## Required task 1
Reproduce the sigma-vector passage word for word.

## Source passage

The resolution of identity (RI) is used to evaluate the two-particle operator since
this alleviates the necessacity to explicity construct two-particle matrix-elements
\(\braket{^S\Phi^k_i|\hat{O}_{pq,rs}|^S\Phi^l_j}\) directly.
** Sigma-vector evaluation
Once the \(\mathbf{A}^{pq}_{ij}\) matrices have been constructed for the given
selected list of CFGs, the prototype lists for the \(\mathbf{A}^{pq}_{ij}\) matrices
can be constructed. Following this, one can proceede to the evaluation of the sigma-vector
as defined in the Eq [[Eq:definesigma1]].
#+NAME: Eq:definesigma1
\begin{equation}
\sigma = \sum_{pq} \tilde{h}_{pq}\hat{E}_{pq}|\ket{^S\Phi^l_j} + \frac{1}{2}\sum_{pq,rs} g_{pq,rs} \hat{E}_{pq}\hat{E}_{rs}|\ket{^S\Phi^l_j}
\end{equation}
The one-electron part of the sigma-vector can be calculated as shown in Eq: [[Eq:defineme1]]
and the two-electron part can be calculated using the RI as shown in Eq: [[Eq:defineme2]].

[Records]
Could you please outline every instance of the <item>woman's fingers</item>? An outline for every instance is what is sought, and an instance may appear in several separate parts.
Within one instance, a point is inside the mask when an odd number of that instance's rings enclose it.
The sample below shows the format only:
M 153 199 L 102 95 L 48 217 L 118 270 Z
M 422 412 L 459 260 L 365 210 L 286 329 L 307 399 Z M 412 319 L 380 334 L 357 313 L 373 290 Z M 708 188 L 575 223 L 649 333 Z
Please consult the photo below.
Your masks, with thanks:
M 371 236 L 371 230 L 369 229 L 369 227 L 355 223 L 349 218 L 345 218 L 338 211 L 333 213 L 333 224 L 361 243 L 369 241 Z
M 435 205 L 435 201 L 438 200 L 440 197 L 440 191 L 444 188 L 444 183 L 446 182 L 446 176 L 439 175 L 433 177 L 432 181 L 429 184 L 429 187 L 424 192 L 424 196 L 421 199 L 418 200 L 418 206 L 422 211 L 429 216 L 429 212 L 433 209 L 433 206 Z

## Required task 2
Format everything in the entries, from their first line down to and including the line that contains "M 371 236 L", as a JSON list of strings with one string per line and blank lines omitted.

## Full response 1
The resolution of identity (RI) is used to evaluate the two-particle operator since
this alleviates the necessacity to explicity construct two-particle matrix-elements
\(\braket{^S\Phi^k_i|\hat{O}_{pq,rs}|^S\Phi^l_j}\) directly.
** Sigma-vector evaluation
Once the \(\mathbf{A}^{pq}_{ij}\) matrices have been constructed for the given
selected list of CFGs, the prototype lists for the \(\mathbf{A}^{pq}_{ij}\) matrices
can be constructed. Following this, one can proceede to the evaluation of the sigma-vector
as defined in the Eq [[Eq:definesigma1]].
#+NAME: Eq:definesigma1
\begin{equation}
\sigma = \sum_{pq} \tilde{h}_{pq}\hat{E}_{pq}|\ket{^S\Phi^l_j} + \frac{1}{2}\sum_{pq,rs} g_{pq,rs} \hat{E}_{pq}\hat{E}_{rs}|\ket{^S\Phi^l_j}
\end{equation}
The one-electron part of the sigma-vector can be calculated as shown in Eq: [[Eq:defineme1]]
and the two-electron part can be calculated using the RI as shown in Eq: [[Eq:defineme2]].

## Full response 2
[
  "Could you please outline every instance of the <item>woman's fingers</item>? An outline for every instance is what is sought, and an instance may appear in several separate parts.",
  "Within one instance, a point is inside the mask when an odd number of that instance's rings enclose it.",
  "The sample below shows the format only:",
  "M 153 199 L 102 95 L 48 217 L 118 270 Z",
  "M 422 412 L 459 260 L 365 210 L 286 329 L 307 399 Z M 412 319 L 380 334 L 357 313 L 373 290 Z M 708 188 L 575 223 L 649 333 Z",
  "Please consult the photo below.",
  "Your masks, with thanks:",
  "M 371 236 L 371 230 L 369 229 L 369 227 L 355 223 L 349 218 L 345 218 L 338 211 L 333 213 L 333 224 L 361 243 L 369 241 Z"
]